══ The data ══
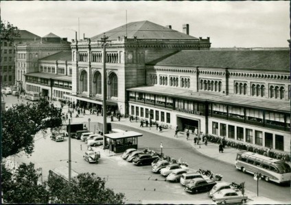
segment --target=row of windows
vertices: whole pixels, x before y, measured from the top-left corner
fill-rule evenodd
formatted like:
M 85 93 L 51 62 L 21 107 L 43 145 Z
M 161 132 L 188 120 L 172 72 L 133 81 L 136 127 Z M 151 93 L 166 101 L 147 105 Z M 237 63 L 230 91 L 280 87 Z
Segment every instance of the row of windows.
M 219 126 L 218 126 L 219 124 Z M 255 133 L 255 139 L 253 138 Z M 218 123 L 212 122 L 212 134 L 226 137 L 235 139 L 235 127 L 233 125 L 228 125 L 226 133 L 226 124 L 224 123 Z M 273 134 L 267 132 L 264 133 L 265 147 L 273 148 Z M 263 132 L 259 131 L 254 131 L 253 129 L 245 128 L 240 126 L 236 127 L 236 140 L 255 144 L 258 146 L 263 146 Z M 255 140 L 255 141 L 254 141 Z M 284 149 L 284 137 L 282 135 L 275 135 L 275 149 L 283 150 Z
M 171 123 L 171 113 L 166 113 L 166 118 L 165 119 L 165 112 L 156 110 L 145 109 L 146 113 L 143 113 L 143 107 L 139 107 L 137 106 L 131 106 L 131 115 L 136 115 L 141 118 L 150 118 L 155 121 L 159 121 L 162 122 Z

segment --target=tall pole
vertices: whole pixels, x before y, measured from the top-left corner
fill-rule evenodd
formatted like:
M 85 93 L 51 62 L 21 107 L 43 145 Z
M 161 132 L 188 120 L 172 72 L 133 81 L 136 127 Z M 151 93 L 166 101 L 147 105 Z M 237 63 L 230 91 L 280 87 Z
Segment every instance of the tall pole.
M 69 183 L 71 182 L 71 119 L 69 119 L 69 129 L 68 129 L 68 135 L 69 135 Z

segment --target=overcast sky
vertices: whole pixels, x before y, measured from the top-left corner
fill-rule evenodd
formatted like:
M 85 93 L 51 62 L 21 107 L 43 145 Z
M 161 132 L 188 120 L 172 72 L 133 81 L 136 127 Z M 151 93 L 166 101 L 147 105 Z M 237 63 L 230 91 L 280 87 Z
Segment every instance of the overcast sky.
M 149 20 L 189 35 L 210 37 L 212 47 L 288 47 L 290 2 L 277 1 L 1 1 L 1 20 L 40 36 L 71 41 L 74 31 L 93 37 L 128 23 Z

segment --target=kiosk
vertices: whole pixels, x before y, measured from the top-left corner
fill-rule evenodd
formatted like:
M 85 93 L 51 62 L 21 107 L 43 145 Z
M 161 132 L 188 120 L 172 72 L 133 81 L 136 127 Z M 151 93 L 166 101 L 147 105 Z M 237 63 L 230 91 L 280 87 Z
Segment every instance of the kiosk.
M 115 153 L 124 152 L 129 148 L 137 149 L 138 137 L 143 134 L 134 131 L 126 131 L 104 135 L 109 144 L 109 150 Z

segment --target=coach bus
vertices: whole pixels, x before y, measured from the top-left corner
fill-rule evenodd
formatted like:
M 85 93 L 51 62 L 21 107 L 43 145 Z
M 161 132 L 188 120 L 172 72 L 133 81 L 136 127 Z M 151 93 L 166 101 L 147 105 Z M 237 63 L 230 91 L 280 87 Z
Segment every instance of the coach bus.
M 283 183 L 291 179 L 291 168 L 288 163 L 251 152 L 237 154 L 235 167 L 244 173 L 248 172 L 255 176 L 261 174 L 267 182 L 270 180 Z
M 32 101 L 37 101 L 39 100 L 40 96 L 39 94 L 34 92 L 27 92 L 25 93 L 25 99 L 30 100 Z

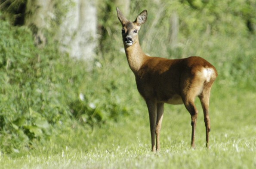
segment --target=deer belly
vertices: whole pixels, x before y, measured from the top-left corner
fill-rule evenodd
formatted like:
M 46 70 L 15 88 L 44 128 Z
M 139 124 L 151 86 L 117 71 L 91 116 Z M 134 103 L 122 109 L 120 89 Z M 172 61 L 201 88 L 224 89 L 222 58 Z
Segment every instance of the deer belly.
M 183 103 L 181 97 L 178 95 L 173 95 L 170 98 L 163 102 L 171 104 L 180 104 Z

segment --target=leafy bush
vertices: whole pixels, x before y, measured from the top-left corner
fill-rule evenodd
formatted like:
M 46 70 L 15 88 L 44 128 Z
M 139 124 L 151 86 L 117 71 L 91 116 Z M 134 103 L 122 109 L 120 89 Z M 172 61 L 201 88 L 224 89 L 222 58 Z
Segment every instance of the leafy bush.
M 95 76 L 91 76 L 85 71 L 86 63 L 59 53 L 50 39 L 39 49 L 26 27 L 2 21 L 0 27 L 2 152 L 32 148 L 34 140 L 58 134 L 58 128 L 69 127 L 76 119 L 92 125 L 116 119 L 122 111 L 126 113 L 116 100 L 108 96 L 112 88 L 103 90 L 104 98 L 94 92 L 99 85 L 93 86 L 93 78 L 105 71 L 102 68 L 96 67 Z M 100 79 L 96 80 L 100 84 Z M 112 87 L 108 86 L 102 87 Z

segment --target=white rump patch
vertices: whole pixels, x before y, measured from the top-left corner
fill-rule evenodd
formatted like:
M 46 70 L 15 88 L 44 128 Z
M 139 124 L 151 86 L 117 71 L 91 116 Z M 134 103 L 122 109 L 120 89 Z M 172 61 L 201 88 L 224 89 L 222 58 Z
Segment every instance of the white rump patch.
M 213 75 L 215 74 L 214 71 L 211 68 L 204 68 L 202 73 L 207 82 L 210 82 Z

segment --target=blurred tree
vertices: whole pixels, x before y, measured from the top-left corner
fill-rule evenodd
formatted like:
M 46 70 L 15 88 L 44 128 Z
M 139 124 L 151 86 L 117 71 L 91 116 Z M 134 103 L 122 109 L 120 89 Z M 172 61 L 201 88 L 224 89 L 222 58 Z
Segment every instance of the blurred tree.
═══
**Exercise goal**
Reproduce all of the data above line for line, without any changes. Leave the pictures out of your answer.

**Solution for this problem**
segment --target=row of windows
vertices: whole pixels, x before y, measured from the top-left corner
fill-rule evenodd
formatted like:
M 85 93 L 51 62 L 21 107 L 43 145 Z
M 161 132 L 188 120 L 172 72 L 133 81 L 136 127 Z M 151 93 L 166 101 L 147 105 Z M 237 63 L 230 91 L 280 87 Z
Segment every instance of the row of windows.
M 219 126 L 218 126 L 219 124 Z M 255 133 L 255 139 L 253 138 Z M 218 123 L 212 122 L 212 134 L 226 137 L 235 139 L 235 127 L 233 125 L 228 125 L 226 133 L 226 124 L 224 123 Z M 273 134 L 267 132 L 264 133 L 265 147 L 273 148 Z M 263 132 L 259 131 L 254 131 L 253 129 L 245 128 L 240 126 L 236 127 L 236 140 L 255 144 L 258 146 L 263 146 Z M 255 140 L 255 141 L 254 141 Z M 284 149 L 284 137 L 282 135 L 275 135 L 275 149 L 283 150 Z
M 171 123 L 171 113 L 166 113 L 166 118 L 165 119 L 165 112 L 156 110 L 145 109 L 146 113 L 143 113 L 143 107 L 139 107 L 137 106 L 131 106 L 131 115 L 136 115 L 141 118 L 150 118 L 155 121 L 159 121 L 162 122 Z

segment --target=tall pole
vertices: whole pixels, x before y, measured from the top-left corner
fill-rule evenodd
formatted like:
M 85 93 L 51 62 L 21 107 L 43 145 Z
M 161 132 L 188 120 L 172 72 L 133 81 L 136 127 Z M 151 93 L 166 101 L 147 105 Z M 237 63 L 230 91 L 280 87 Z
Segment every instance of the tall pole.
M 69 183 L 71 182 L 71 119 L 69 119 L 69 129 L 68 129 L 68 135 L 69 135 Z

segment --target=overcast sky
vertices: whole pixels, x before y, measured from the top-left corner
fill-rule evenodd
formatted like:
M 85 93 L 51 62 L 21 107 L 43 145 Z
M 161 132 L 188 120 L 172 72 L 133 81 L 136 127 Z M 151 93 L 166 101 L 147 105 Z M 237 63 L 230 91 L 280 87 Z
Segment every instance of the overcast sky.
M 149 20 L 189 35 L 210 37 L 212 47 L 288 47 L 290 2 L 277 1 L 1 1 L 1 20 L 40 36 L 71 41 L 74 31 L 93 37 L 128 23 Z

segment --target=kiosk
vertices: whole pixels, x before y, measured from the top-left corner
fill-rule evenodd
formatted like:
M 85 93 L 51 62 L 21 107 L 43 145 Z
M 161 132 L 188 120 L 172 72 L 133 81 L 136 127 Z M 151 93 L 166 101 L 147 105 Z M 237 63 L 230 91 L 280 87 Z
Segment every instance of the kiosk.
M 115 153 L 124 152 L 129 148 L 137 149 L 138 137 L 143 134 L 134 131 L 126 131 L 104 135 L 109 144 L 109 150 Z

segment --target=coach bus
vertices: whole pixels, x before y, measured from the top-left corner
fill-rule evenodd
formatted like:
M 85 93 L 51 62 L 21 107 L 43 145 Z
M 161 132 L 188 120 L 172 72 L 133 81 L 136 127 Z M 151 93 L 166 101 L 147 105 Z M 237 63 L 230 91 L 280 87 Z
Segment every instance of the coach bus.
M 283 183 L 291 179 L 291 168 L 288 163 L 251 152 L 237 154 L 235 167 L 244 173 L 248 172 L 255 176 L 261 174 L 267 182 L 270 180 Z
M 32 101 L 37 101 L 39 100 L 40 96 L 39 94 L 34 92 L 27 92 L 25 93 L 25 99 L 30 100 Z

segment --target=deer belly
vertices: whole pixels, x before y, measured from the top-left corner
fill-rule evenodd
formatted like:
M 46 70 L 15 88 L 44 128 Z
M 139 124 L 151 86 L 117 71 L 91 116 Z M 134 103 L 122 109 L 120 89 Z M 172 61 L 201 88 L 224 89 L 222 58 Z
Segment every instance of the deer belly.
M 183 103 L 181 97 L 178 95 L 173 95 L 170 98 L 163 102 L 171 104 L 180 104 Z

segment --target=leafy bush
vertices: whole pixels, x before y, measured from the top-left corner
fill-rule evenodd
formatted like:
M 46 70 L 15 88 L 44 128 Z
M 139 124 L 151 86 L 117 71 L 91 116 Z M 134 103 L 122 109 L 120 89 Z M 172 61 L 201 88 L 224 89 L 222 58 Z
Segment every instance of the leafy bush.
M 95 76 L 91 76 L 85 71 L 86 63 L 59 53 L 50 39 L 39 49 L 26 27 L 2 21 L 0 27 L 2 152 L 32 148 L 34 140 L 58 134 L 58 128 L 69 127 L 76 119 L 92 125 L 116 119 L 122 111 L 126 113 L 116 100 L 108 96 L 112 88 L 103 90 L 104 98 L 94 92 L 99 85 L 93 86 L 93 78 L 105 71 L 102 68 L 96 67 Z M 100 79 L 96 80 L 100 84 Z M 112 87 L 108 86 L 102 87 Z

segment --target=white rump patch
vertices: whole pixels, x before y, measured from the top-left corner
fill-rule evenodd
formatted like:
M 46 70 L 15 88 L 44 128 Z
M 139 124 L 151 86 L 117 71 L 91 116 Z M 134 103 L 122 109 L 120 89 Z M 172 61 L 201 88 L 224 89 L 222 58 Z
Segment every instance of the white rump patch.
M 213 75 L 215 74 L 214 71 L 211 68 L 204 68 L 202 73 L 207 82 L 210 82 Z

segment --target=blurred tree
vertices: whole pixels, x before y, measured from the top-left corner
fill-rule evenodd
formatted like:
M 46 70 L 15 88 L 44 128 Z
M 139 124 L 151 86 L 117 71 L 91 116 Z M 134 103 L 122 109 L 120 89 Z M 172 61 L 201 88 L 224 89 L 222 58 Z
Segment every instance of the blurred tree.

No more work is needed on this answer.